§ SHORT TASK: Copy the records below word for word, from the first line through the line that contains "0,12,300,180".

◆ ◆ ◆ ◆

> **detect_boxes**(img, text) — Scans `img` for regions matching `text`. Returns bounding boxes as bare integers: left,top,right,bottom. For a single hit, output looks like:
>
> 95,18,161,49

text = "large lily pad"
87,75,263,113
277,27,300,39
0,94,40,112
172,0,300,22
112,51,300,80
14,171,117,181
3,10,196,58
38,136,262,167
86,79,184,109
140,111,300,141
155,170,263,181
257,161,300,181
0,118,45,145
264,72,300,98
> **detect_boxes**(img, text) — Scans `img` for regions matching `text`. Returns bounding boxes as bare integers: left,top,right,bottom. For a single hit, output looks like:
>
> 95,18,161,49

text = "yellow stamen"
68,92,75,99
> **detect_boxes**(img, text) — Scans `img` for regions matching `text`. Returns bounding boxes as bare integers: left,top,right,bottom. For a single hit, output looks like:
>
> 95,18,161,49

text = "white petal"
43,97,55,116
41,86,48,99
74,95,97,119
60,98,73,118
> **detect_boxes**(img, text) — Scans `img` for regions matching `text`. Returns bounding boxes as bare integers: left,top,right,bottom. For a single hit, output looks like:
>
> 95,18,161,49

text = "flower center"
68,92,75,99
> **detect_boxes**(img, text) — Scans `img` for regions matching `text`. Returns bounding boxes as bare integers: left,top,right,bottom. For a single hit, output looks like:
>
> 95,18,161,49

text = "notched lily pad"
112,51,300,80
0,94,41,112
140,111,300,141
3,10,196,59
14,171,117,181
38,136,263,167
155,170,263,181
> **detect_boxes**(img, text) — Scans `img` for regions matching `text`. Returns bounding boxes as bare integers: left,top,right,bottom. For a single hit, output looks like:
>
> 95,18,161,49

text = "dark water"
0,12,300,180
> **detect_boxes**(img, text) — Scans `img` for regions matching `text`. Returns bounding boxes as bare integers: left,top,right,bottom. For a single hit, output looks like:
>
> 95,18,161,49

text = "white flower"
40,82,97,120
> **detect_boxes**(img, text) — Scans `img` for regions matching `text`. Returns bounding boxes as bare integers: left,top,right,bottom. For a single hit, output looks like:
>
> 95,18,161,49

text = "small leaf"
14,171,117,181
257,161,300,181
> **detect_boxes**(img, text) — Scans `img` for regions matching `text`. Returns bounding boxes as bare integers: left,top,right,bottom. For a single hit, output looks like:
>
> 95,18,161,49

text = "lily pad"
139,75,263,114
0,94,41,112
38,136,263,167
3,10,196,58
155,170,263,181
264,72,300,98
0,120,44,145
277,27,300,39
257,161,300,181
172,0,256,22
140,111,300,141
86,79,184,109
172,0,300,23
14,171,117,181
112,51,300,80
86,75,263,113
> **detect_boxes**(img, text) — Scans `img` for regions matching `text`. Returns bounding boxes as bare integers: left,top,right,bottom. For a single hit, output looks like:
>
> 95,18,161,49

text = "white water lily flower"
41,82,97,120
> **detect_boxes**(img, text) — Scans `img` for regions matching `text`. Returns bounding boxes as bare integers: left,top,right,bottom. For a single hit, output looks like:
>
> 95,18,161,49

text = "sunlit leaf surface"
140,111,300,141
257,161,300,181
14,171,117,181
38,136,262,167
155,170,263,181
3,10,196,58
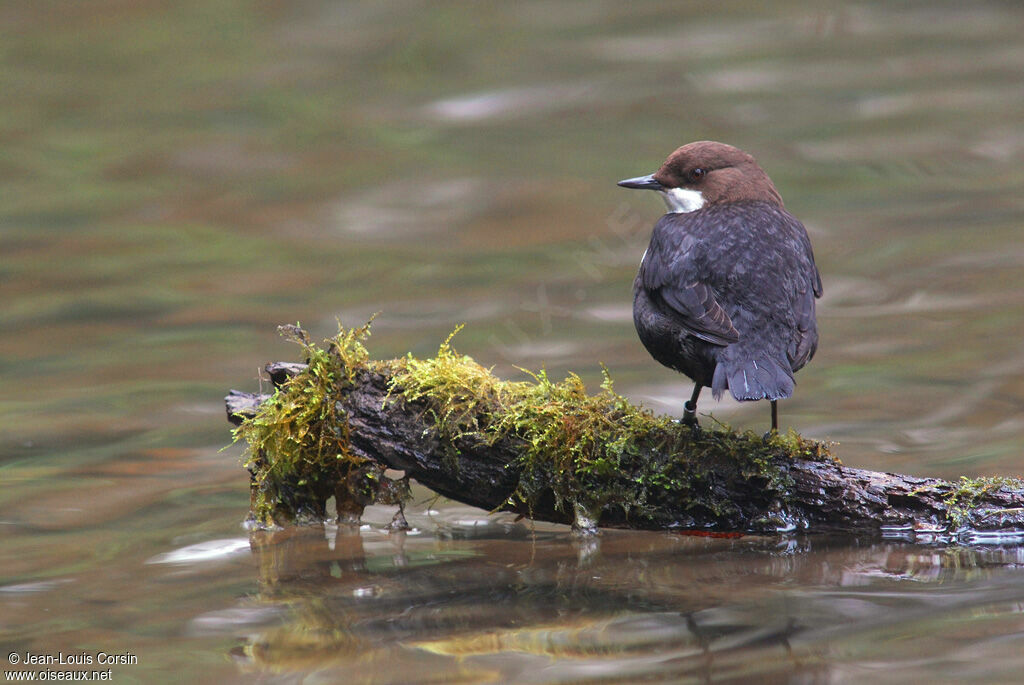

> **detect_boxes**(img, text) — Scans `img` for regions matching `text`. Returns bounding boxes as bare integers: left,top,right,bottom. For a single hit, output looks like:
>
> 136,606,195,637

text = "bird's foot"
679,402,700,437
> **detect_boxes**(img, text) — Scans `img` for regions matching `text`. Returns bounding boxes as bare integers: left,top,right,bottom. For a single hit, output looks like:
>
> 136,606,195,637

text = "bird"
618,140,822,436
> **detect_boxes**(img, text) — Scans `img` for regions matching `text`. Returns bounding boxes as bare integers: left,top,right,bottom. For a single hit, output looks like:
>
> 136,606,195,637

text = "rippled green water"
0,0,1024,683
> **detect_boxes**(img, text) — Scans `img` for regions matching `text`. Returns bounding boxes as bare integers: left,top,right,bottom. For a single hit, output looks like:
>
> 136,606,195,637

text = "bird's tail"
711,355,796,401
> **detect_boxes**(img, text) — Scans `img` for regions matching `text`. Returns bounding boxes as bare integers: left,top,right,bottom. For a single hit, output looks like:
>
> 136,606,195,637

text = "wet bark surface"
225,362,1024,537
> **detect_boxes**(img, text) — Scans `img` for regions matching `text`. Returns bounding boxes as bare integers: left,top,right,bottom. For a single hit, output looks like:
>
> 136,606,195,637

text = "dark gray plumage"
622,141,821,429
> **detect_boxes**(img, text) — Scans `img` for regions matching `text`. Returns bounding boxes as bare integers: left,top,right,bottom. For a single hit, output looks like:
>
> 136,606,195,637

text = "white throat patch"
658,188,703,214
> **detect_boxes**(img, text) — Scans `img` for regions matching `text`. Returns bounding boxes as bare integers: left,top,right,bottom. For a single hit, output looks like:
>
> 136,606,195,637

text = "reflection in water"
203,513,1024,683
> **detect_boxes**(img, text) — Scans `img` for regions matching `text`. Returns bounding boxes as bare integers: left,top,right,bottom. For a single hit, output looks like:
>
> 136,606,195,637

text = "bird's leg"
683,383,703,428
763,399,778,441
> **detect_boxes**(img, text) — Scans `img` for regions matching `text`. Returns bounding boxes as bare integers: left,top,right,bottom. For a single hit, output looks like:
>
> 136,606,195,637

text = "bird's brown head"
618,140,782,212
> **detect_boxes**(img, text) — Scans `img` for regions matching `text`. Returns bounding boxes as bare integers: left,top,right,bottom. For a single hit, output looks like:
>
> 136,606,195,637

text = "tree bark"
225,362,1024,542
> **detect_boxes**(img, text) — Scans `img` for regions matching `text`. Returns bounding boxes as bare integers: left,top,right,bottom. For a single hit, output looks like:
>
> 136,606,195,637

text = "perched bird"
618,140,821,431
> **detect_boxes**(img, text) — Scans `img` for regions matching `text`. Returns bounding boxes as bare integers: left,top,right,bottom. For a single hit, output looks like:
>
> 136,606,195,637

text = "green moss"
943,476,1024,529
234,324,383,526
236,325,833,527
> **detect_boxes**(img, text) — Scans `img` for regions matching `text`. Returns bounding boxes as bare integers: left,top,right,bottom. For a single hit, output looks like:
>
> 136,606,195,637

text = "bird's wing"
788,218,823,370
640,214,739,346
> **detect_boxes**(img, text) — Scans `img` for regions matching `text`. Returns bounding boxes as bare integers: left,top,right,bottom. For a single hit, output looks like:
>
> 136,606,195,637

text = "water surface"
0,0,1024,683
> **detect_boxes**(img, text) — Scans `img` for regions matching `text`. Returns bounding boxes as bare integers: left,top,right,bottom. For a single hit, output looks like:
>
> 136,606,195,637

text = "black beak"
618,174,665,190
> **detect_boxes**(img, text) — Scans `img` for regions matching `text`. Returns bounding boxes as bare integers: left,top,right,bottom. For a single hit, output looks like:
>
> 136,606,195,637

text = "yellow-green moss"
236,325,833,525
233,323,382,525
943,476,1024,529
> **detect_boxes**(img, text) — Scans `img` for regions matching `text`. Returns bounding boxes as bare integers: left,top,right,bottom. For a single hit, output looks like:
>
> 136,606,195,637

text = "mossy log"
225,327,1024,541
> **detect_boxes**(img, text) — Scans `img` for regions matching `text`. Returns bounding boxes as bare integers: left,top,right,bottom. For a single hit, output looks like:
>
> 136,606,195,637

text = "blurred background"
0,0,1024,682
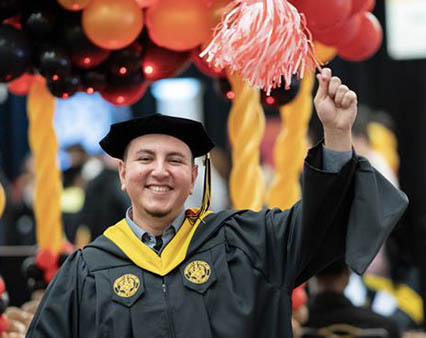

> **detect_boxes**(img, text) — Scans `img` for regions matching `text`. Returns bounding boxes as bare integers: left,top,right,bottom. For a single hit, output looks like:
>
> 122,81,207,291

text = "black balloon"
213,77,235,100
61,14,111,69
108,68,145,87
82,69,107,94
0,291,9,315
0,0,22,21
261,76,300,108
0,25,31,82
47,74,81,99
105,41,143,77
21,8,55,40
36,46,71,80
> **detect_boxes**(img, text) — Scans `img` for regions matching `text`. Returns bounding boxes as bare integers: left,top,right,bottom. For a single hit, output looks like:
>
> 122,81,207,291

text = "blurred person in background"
302,260,401,338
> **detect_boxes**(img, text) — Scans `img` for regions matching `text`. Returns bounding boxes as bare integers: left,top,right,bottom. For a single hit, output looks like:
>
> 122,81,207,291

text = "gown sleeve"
25,251,87,338
226,141,408,289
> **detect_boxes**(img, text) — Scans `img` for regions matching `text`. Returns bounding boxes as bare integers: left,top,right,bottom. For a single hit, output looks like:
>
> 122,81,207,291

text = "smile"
148,185,172,192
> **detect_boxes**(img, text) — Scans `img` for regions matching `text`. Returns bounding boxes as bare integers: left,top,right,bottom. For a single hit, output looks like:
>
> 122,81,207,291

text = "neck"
130,207,183,236
318,276,349,293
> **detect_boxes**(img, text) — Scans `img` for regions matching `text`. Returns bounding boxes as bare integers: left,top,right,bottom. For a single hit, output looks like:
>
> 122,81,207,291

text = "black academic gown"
27,147,407,338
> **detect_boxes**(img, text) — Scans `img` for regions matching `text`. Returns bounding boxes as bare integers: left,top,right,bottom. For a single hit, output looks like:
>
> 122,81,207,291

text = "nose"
151,160,169,178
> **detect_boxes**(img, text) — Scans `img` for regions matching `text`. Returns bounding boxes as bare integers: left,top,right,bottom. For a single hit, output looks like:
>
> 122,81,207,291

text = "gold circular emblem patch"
114,273,141,298
183,261,212,284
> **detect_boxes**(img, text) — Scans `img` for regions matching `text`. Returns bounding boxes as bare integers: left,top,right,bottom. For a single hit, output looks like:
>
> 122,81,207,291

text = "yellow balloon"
58,0,92,11
0,183,6,218
82,0,143,49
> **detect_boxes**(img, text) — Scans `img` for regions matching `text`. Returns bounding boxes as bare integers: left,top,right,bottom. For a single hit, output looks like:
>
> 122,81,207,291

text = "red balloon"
337,12,383,61
146,0,213,51
191,48,226,77
314,15,361,47
351,0,376,15
7,73,34,95
142,42,190,81
101,81,150,106
296,0,351,32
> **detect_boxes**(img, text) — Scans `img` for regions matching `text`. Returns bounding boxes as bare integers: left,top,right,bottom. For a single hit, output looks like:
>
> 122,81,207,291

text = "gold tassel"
186,153,211,225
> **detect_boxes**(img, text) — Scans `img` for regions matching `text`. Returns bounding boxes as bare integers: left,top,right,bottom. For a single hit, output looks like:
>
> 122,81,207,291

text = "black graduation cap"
99,114,214,222
99,114,214,159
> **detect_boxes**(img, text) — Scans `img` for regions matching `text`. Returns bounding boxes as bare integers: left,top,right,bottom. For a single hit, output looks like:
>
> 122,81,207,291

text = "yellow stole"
104,211,211,276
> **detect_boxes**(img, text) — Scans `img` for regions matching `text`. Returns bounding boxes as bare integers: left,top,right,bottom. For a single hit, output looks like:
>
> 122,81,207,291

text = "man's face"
119,134,198,220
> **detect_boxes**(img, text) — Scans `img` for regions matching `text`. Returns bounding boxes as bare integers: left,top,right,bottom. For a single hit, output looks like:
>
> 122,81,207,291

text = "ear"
191,164,198,191
118,160,126,191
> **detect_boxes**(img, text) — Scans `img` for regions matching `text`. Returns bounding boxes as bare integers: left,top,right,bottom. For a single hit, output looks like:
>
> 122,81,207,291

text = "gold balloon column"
266,42,336,209
27,77,63,254
267,73,314,209
228,73,265,210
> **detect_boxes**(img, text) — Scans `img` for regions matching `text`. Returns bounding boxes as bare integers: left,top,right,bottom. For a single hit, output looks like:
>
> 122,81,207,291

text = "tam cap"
99,114,214,224
99,114,214,159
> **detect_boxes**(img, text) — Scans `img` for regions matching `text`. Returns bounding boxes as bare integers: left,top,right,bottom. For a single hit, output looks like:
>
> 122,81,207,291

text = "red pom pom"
200,0,316,92
0,315,9,333
35,249,58,270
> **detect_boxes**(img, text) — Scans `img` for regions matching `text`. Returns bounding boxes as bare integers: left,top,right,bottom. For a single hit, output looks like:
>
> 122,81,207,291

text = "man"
27,69,407,338
302,260,401,338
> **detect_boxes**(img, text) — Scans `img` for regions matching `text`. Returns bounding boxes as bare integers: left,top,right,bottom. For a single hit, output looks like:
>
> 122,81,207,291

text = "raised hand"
314,68,357,151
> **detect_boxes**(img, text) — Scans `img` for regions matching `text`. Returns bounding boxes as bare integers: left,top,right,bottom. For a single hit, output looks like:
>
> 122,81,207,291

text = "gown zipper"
161,277,176,338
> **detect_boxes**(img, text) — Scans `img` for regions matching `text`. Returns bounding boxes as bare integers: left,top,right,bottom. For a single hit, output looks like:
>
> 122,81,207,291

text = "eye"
170,157,183,164
138,156,152,162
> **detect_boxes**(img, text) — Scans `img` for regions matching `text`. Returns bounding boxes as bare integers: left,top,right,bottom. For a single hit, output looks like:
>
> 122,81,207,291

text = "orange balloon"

◆ ◆ ◆ ◆

§ RESULT BELOW:
> **detect_boxes**(img, text) — Scans `img` for regions matching `text`. Returns bounding boxes as bare integers: left,top,right,bottom. For a single hit, output looks like:
>
> 95,18,161,49

text = "large lily pad"
87,75,263,113
277,27,300,39
0,94,40,112
172,0,300,22
112,51,300,80
14,171,117,181
3,10,196,58
38,136,262,167
86,79,184,109
140,111,300,141
155,170,263,181
257,161,300,181
0,118,45,145
264,72,300,98
> **detect_boxes**(img, text) — Scans `img` for regions matching `text`. Returns bounding boxes as bare integers: left,top,right,bottom. For a single hit, output looks like:
>
> 95,18,161,49

text = "yellow stamen"
68,92,75,99
> **detect_boxes**(img, text) — Scans `img` for regions matching `text`. Returns bounding boxes as bare integers: left,top,right,bottom. For a single hit, output looks like:
>
> 95,18,161,49

text = "white petal"
43,97,55,116
41,86,48,99
74,95,97,119
60,98,73,118
> **detect_boxes**(img, text) — Scans `img` for regions matching `text`. Returns bounding boxes as bare integers: left,top,right,bottom. For a single hit, output looks like:
>
> 95,18,161,49

text = "flower center"
68,92,75,99
> **detect_boxes**(img, text) — Scans `img` for regions matching `text`. Returns bounding boxes as bare integers: left,top,right,bottom. For a single hit, output looks like:
>
> 95,18,161,49

text = "notched lily pad"
112,51,300,80
0,94,41,112
140,111,300,141
3,10,196,59
14,171,117,181
38,136,263,167
155,170,263,181
> **detect_boxes**(img, text) — Scans `img` for regions matching `text`. Returns bounding boxes as bare integers: left,top,right,bottom. For a single hit, output looks like:
>
> 95,18,161,49

text = "dark water"
0,12,300,180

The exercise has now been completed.